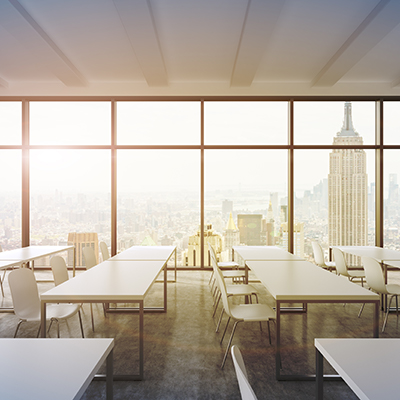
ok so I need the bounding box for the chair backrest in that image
[311,241,325,267]
[82,246,97,269]
[50,256,69,286]
[214,263,234,319]
[8,268,40,320]
[208,243,217,265]
[99,241,110,261]
[231,346,258,400]
[332,248,348,276]
[361,256,387,294]
[0,244,2,252]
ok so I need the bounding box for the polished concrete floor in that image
[1,268,400,399]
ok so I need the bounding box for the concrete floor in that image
[1,268,399,399]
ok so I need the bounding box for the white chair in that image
[99,241,110,261]
[332,248,365,285]
[210,253,259,331]
[361,256,400,332]
[82,246,100,329]
[231,346,258,400]
[215,266,275,369]
[8,268,84,338]
[208,244,245,292]
[311,241,335,272]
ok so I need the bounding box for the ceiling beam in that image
[230,0,284,87]
[113,0,168,87]
[312,0,400,87]
[1,0,87,86]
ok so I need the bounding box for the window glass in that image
[117,150,199,266]
[383,102,400,144]
[30,102,111,145]
[384,151,400,250]
[117,102,200,145]
[204,102,288,144]
[205,149,288,266]
[0,102,21,145]
[30,150,110,266]
[0,150,21,250]
[296,149,375,265]
[294,101,375,145]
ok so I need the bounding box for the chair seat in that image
[347,270,365,279]
[386,284,400,296]
[218,261,239,268]
[23,303,80,322]
[325,261,335,268]
[230,303,275,322]
[226,284,258,297]
[222,270,245,279]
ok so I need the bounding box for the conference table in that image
[41,246,174,381]
[0,338,114,400]
[111,245,177,282]
[315,338,400,399]
[233,246,380,381]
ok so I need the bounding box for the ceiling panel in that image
[0,0,399,96]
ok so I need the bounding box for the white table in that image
[0,338,113,400]
[111,245,177,281]
[0,245,76,274]
[246,259,380,381]
[316,338,400,399]
[41,259,167,381]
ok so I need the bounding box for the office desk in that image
[246,259,380,381]
[41,259,167,381]
[0,245,76,274]
[111,245,177,281]
[316,338,400,400]
[0,338,114,400]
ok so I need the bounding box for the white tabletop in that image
[233,246,303,261]
[0,338,113,400]
[315,338,400,400]
[246,260,379,302]
[111,245,175,261]
[336,246,400,262]
[0,260,23,269]
[0,245,74,262]
[41,259,166,302]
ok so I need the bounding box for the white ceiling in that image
[1,0,400,97]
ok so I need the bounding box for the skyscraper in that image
[328,102,368,264]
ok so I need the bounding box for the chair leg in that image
[358,303,365,318]
[90,303,95,331]
[208,270,214,286]
[78,310,84,338]
[0,268,6,297]
[267,320,271,344]
[220,317,231,344]
[213,294,221,317]
[216,309,224,333]
[221,320,241,369]
[383,295,395,332]
[14,320,23,338]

▶ _Task_: Reproduce all of the material above word for word. Omit the pictures.

▶ _Answer to the exercise_:
ok so I need the bounding box for the chair backrest in that image
[311,241,325,267]
[82,246,97,269]
[50,256,69,286]
[214,263,234,319]
[8,268,40,320]
[208,243,217,265]
[99,241,110,261]
[231,346,258,400]
[332,248,348,276]
[361,256,387,294]
[0,244,2,252]
ok so I need the bounding box for the polished concrete floor in that image
[1,268,400,399]
ok so I need the bounding box for the concrete floor in that image
[1,268,399,399]
ok so I need the bounding box for the white chair in that image
[99,241,110,261]
[332,248,365,285]
[210,253,259,331]
[361,256,400,332]
[82,246,100,329]
[231,346,258,400]
[215,266,275,369]
[8,268,84,338]
[208,244,245,292]
[311,241,335,272]
ok so I need the bounding box for the ceiling beam in that image
[230,0,284,87]
[113,0,168,87]
[312,0,400,87]
[1,0,87,86]
ok so I need the bounding box for the window glass in that image
[117,150,199,266]
[383,102,400,144]
[30,102,111,145]
[384,151,400,250]
[117,102,200,145]
[204,102,288,144]
[205,149,288,266]
[0,102,21,145]
[30,150,110,266]
[0,150,21,250]
[296,149,375,265]
[294,101,375,145]
ok so I need the bounding box for the chair seat in that image
[347,270,365,279]
[386,284,400,296]
[218,261,239,268]
[23,303,80,322]
[325,261,335,268]
[230,303,275,322]
[226,284,258,297]
[222,270,245,279]
ok so I need the bounding box for the conference table in that image
[41,246,174,381]
[0,338,114,400]
[111,245,177,282]
[315,338,400,399]
[233,246,380,381]
ok so I need the bounding box for the ceiling panel in that image
[0,0,399,96]
ok so I need the bounding box for the white table in that image
[0,338,113,400]
[111,245,177,281]
[0,245,76,274]
[246,259,380,381]
[316,338,400,399]
[41,259,167,381]
ok so I need the bounding box for the office desk in that image
[246,259,380,381]
[41,259,167,381]
[0,245,76,274]
[111,245,177,281]
[316,338,400,400]
[0,338,114,400]
ok so I need the bounding box for the white tabletop in that image
[233,246,303,261]
[0,338,113,400]
[315,338,400,400]
[246,260,379,302]
[111,245,175,261]
[336,246,400,262]
[0,260,23,269]
[0,245,74,262]
[41,259,166,302]
ok so I need the bounding box for the white ceiling in that image
[1,0,400,97]
ok so I need the bounding box for the skyscraper in that image
[328,102,368,264]
ok so I need the bounding box for the chair leg in that image
[358,303,365,318]
[90,303,95,331]
[208,270,214,286]
[78,310,84,338]
[0,268,6,297]
[267,320,271,344]
[220,317,231,344]
[213,294,221,317]
[216,309,224,333]
[221,320,241,369]
[383,295,395,332]
[14,320,23,338]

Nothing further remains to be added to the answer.